--- START OF RECORDED DATA ---

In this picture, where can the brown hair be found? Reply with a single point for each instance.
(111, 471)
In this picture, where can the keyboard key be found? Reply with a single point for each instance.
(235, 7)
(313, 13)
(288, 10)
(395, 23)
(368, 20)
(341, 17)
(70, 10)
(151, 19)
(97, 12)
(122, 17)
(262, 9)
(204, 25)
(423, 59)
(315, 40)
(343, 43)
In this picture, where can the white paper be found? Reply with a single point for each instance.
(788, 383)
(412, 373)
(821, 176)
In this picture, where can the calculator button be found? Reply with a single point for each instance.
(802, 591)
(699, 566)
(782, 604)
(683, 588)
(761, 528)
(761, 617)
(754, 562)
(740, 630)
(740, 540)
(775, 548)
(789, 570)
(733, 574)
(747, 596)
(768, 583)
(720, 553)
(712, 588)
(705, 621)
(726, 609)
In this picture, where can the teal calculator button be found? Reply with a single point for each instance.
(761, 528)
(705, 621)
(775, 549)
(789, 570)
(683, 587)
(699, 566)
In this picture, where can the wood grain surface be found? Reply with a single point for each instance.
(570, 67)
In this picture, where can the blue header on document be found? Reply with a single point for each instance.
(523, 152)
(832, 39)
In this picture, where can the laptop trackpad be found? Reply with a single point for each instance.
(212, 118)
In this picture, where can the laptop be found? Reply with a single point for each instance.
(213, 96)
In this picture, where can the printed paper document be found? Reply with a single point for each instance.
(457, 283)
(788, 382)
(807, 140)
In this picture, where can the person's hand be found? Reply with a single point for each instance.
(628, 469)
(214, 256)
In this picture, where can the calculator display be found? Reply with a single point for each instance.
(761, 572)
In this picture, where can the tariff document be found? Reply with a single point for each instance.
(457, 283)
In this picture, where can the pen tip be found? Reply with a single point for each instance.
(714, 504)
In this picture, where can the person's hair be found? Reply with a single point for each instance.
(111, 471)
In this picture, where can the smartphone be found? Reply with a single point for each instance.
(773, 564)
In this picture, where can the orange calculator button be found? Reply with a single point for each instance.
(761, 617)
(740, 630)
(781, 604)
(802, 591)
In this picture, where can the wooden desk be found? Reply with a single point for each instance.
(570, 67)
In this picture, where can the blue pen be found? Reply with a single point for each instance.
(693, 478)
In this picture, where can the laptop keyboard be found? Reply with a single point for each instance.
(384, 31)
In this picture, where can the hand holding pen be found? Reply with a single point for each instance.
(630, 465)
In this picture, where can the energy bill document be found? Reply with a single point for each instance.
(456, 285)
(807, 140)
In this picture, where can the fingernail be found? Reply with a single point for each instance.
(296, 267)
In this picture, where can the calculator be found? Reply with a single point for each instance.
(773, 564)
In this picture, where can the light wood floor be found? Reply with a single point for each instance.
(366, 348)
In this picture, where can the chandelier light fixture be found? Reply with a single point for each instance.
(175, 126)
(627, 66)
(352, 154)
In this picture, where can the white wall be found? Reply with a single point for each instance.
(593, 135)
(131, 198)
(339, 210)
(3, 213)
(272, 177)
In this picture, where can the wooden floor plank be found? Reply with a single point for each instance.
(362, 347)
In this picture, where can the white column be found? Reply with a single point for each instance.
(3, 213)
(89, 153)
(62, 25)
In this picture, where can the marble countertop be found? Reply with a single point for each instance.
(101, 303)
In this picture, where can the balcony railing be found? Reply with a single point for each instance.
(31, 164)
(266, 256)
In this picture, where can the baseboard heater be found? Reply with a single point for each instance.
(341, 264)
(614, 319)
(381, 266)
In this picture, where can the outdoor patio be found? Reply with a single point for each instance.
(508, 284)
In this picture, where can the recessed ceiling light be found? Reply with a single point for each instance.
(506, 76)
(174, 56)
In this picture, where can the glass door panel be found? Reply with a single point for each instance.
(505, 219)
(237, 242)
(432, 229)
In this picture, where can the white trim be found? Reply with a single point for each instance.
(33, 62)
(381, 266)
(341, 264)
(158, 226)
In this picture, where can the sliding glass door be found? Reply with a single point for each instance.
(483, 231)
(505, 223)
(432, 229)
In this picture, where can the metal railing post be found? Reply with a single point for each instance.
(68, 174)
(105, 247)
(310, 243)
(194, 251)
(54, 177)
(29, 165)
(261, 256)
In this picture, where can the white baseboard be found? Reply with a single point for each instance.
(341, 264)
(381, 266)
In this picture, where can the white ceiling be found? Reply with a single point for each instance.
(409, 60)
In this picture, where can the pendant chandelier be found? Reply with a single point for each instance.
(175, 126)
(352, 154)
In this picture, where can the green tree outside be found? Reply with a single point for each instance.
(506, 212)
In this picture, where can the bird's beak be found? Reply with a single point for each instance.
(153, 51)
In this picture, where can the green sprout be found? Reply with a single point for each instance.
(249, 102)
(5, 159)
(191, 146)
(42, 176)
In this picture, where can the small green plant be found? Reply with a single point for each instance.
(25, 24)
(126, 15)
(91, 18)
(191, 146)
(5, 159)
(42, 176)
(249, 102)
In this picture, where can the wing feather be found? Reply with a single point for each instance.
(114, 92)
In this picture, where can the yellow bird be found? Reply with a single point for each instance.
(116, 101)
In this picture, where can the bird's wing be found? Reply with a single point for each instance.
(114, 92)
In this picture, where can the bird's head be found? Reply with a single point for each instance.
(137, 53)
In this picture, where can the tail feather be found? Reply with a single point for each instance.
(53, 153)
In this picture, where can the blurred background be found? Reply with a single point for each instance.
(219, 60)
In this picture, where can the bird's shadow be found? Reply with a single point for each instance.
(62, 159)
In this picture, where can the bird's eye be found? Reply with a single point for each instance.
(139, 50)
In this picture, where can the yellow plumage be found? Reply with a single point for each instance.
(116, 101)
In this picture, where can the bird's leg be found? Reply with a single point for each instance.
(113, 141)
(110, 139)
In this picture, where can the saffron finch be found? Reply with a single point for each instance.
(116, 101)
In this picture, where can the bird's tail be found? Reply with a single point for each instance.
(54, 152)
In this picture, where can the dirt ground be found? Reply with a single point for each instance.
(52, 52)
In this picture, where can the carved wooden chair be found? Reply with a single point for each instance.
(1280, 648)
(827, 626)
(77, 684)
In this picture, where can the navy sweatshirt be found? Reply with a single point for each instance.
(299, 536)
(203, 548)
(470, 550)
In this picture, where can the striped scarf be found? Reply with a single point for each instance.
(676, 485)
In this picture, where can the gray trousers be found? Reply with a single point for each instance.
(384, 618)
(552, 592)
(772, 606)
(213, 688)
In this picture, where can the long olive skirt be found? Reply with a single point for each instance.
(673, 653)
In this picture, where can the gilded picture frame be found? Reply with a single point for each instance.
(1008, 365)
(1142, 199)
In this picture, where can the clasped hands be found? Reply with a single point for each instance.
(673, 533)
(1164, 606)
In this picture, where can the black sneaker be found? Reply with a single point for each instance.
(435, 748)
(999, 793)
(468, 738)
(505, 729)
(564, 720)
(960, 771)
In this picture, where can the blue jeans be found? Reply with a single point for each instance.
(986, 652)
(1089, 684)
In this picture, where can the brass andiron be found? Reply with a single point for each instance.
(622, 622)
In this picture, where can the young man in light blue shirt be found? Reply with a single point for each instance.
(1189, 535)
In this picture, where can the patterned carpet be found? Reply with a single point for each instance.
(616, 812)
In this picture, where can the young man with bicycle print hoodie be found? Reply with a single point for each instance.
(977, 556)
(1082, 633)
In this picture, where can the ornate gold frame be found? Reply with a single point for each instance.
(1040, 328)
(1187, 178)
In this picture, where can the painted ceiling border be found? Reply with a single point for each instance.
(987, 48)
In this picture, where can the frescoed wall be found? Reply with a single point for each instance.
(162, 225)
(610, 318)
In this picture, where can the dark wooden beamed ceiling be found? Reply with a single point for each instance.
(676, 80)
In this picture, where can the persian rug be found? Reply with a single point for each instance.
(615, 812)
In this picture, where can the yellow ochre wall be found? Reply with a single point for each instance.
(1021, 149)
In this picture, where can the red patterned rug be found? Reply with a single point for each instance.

--- END OF RECORDED DATA ---

[THE PROBLEM]
Everything from the line containing "In this picture, where can the painted" to the end of the records must be written out exactly; include both of those lines and no others.

[COMPLETED TASK]
In this picture, where can the painted ceiling border be found? Reply with a single point for each instance.
(987, 48)
In this picture, where can the frescoed wall be found? Reply with a single point for each instance.
(162, 225)
(610, 318)
In this picture, where can the dark wooden beamed ceiling be found? Reply with a single point for each instance.
(676, 80)
In this picture, where can the persian rug be found? Reply with a single point for each instance.
(615, 812)
In this picture, where can the yellow ochre wall be found? Reply with a single point for each instance.
(1021, 149)
In this picture, where can the red patterned rug be found? Reply with a single point for each instance.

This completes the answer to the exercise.